* **YOUR GOAL**: Return the stretch of the text below on physician apologies from "A study in the" through "to another person.", copied word for word.

A visit by a physician and the risk management person from the hospital can turn a potential lawsuit into a settlement, monetary or otherwise, between the patient and the provider, never precipitating a call to an attorney. But for many physicians, an apology means admitting a mistake, hence inviting a lawsuit. Research indicates, however, that a well-crafted apology reduces the likelihood of a lawsuit ever being filed. And more than 30 states have some sort of "apology law" for physicians, making apologies inadmissible to prove fault even if a suit occurs following a mea culpa.
Etherton agrees that an apology reduces the chance that a patient will contact a plaintiff's attorney, and is torn on how to advise clients.
"As a person in this world hoping that physicians will do the right thing and be the better person when something does go wrong, I would really encourage the apology," she says. "…I think when there is no apology and something has gone terribly wrong, you almost guarantee yourself a lawsuit."
As a plaintiffs' attorney, Etherton is "not a big fan" of the physician apology as it decreases the number of cases that are litigated and results in reduced financial awards for the plaintiff. "There are so many clients out there who will call us who simply are looking for answers to some basic questions about what happened," Etherton says. "I think a lot of that could be prevented by a five-minute discussion."
But suppose you don't think that you or anyone else on the patient's care team is to blame for an unfortunate turn of events. Even then, you're wise to offer an expression of sympathy: "I'm sorry your health has taken this turn and I promise to do everything we can to help you get better."
One such "apology law" is in effect in California, where Daniel Groszkruger serves as program manager of risk management for the Stanford University Medical Center. The facility includes a 600-bed adult hospital, a 300-bed children's hospital, and 1,400 members in its faculty practice group for the university's school of medicine.
While Groszkruger does not make it a practice to recommend an apology for a medical error, he says, "I think that a physician who feels genuine regret, for example, regret the patient's recovery was prolonged or incomplete," should be able to offer an expression of sympathy "without fear that such a gesture will be misinterpreted as an admission of fault."
A study in the journal Medical Care recently indicated that only about 25 percent of patients, when told about a medical error in the context of an apology, would still file a medical malpractice lawsuit; with an offer of remediation, 38 percent would still recommend the hospital after the error. Additionally, 60 percent of respondents who indicated faith that their physician would disclose an error said they would still recommend that doctor to another person.
Communication is key
Apologies are just one form of what our experts say is another key element to decrease the potential of a lawsuit: proper communication.

* **GIVEN ENTRIES**:
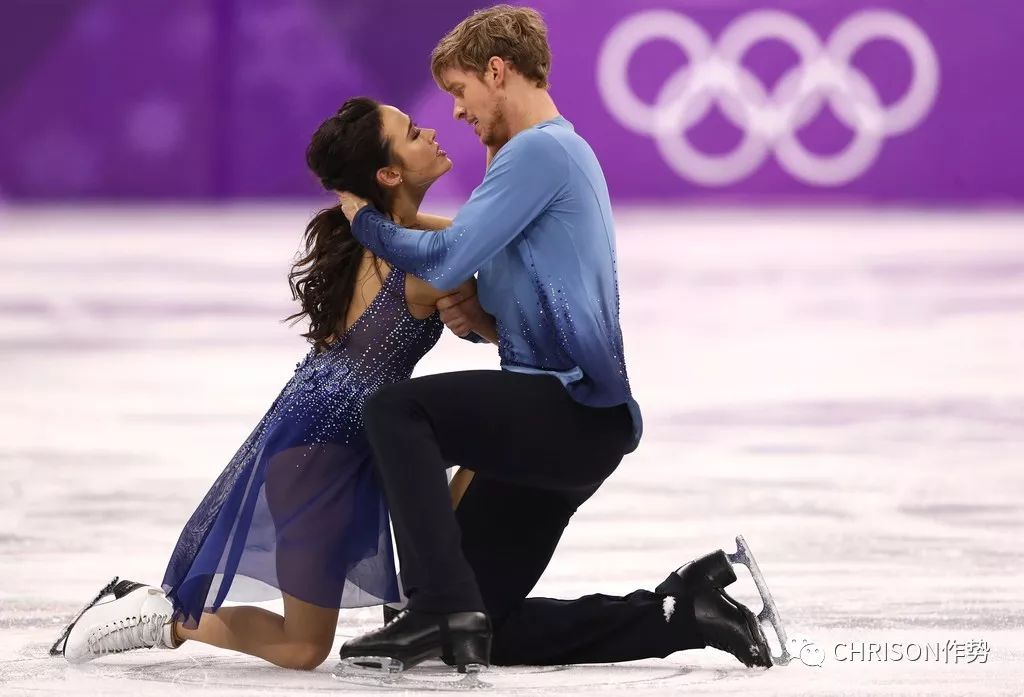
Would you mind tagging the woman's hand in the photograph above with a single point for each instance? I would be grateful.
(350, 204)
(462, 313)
==
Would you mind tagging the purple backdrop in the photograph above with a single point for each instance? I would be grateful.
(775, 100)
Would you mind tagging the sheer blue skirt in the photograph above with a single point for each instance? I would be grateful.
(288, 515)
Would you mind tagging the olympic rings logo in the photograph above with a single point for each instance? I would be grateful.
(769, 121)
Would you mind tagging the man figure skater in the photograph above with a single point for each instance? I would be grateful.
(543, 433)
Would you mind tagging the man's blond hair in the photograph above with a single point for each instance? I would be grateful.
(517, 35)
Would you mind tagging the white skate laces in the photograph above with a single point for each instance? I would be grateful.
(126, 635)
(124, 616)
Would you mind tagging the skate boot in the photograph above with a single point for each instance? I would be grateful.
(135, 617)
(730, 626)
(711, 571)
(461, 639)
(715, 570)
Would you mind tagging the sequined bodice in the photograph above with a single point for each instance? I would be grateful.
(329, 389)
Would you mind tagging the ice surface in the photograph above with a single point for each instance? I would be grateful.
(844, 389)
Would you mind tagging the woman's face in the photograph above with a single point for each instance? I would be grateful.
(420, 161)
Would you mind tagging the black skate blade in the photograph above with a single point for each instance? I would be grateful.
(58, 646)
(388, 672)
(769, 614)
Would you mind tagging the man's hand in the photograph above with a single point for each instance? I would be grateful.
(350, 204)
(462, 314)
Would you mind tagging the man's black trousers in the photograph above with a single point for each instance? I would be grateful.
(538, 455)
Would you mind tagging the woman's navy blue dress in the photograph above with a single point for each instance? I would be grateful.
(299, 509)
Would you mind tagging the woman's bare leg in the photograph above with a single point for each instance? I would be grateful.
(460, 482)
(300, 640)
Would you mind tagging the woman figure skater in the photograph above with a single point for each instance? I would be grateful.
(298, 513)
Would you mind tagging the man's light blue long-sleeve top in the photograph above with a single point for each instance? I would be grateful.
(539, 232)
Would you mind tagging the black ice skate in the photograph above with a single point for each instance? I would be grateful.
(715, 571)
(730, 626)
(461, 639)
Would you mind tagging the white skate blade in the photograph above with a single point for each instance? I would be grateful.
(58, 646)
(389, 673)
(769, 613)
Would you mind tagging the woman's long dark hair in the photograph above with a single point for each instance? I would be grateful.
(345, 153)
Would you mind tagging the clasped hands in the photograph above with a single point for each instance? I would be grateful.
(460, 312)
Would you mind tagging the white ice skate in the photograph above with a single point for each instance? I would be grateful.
* * *
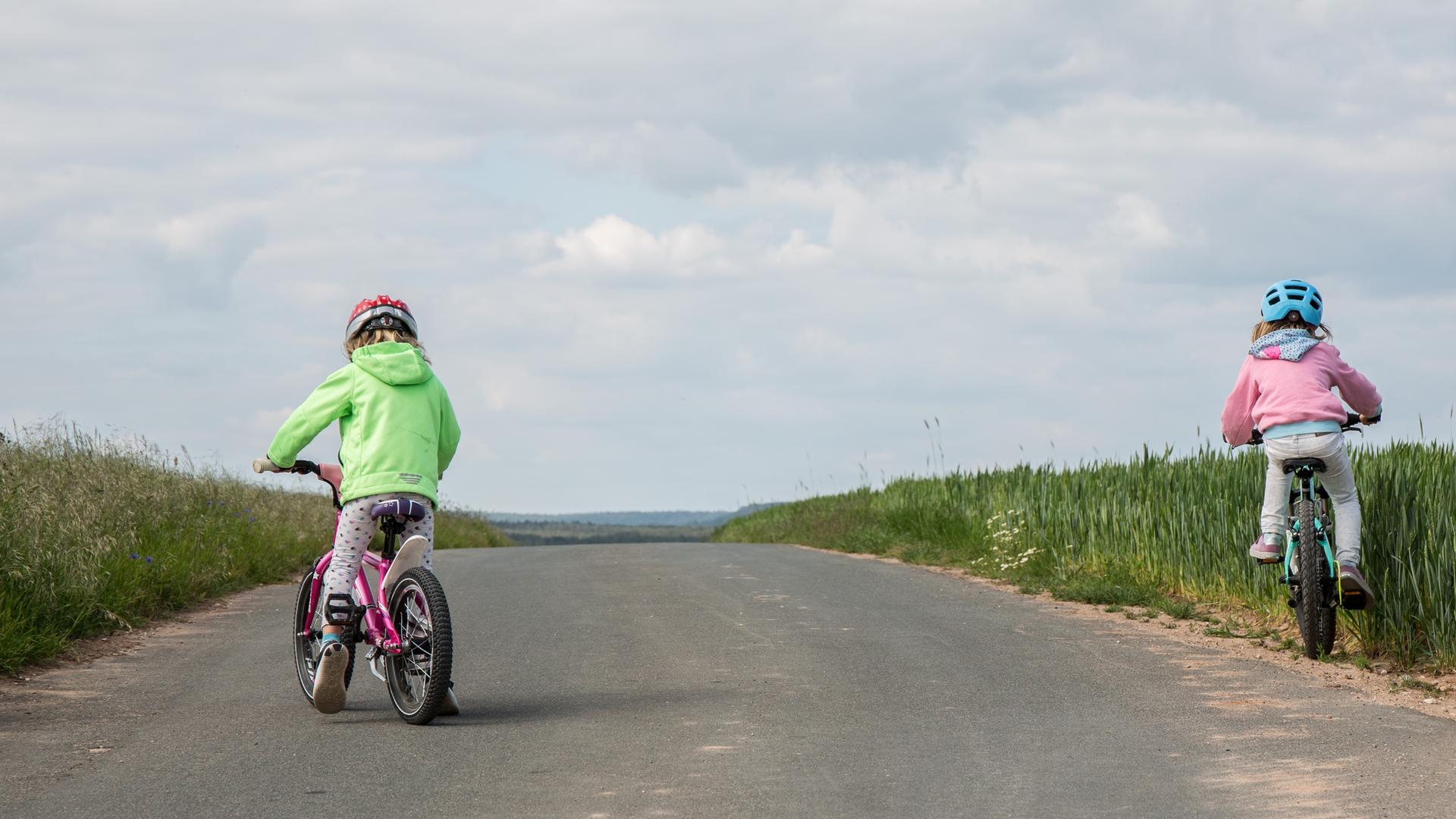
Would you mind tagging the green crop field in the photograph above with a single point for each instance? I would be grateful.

* **SOLUTION TO THE EXERCISE**:
A study in the journal Medical Care recently indicated that only about 25 percent of patients, when told about a medical error in the context of an apology, would still file a medical malpractice lawsuit; with an offer of remediation, 38 percent would still recommend the hospital after the error. Additionally, 60 percent of respondents who indicated faith that their physician would disclose an error said they would still recommend that doctor to another person.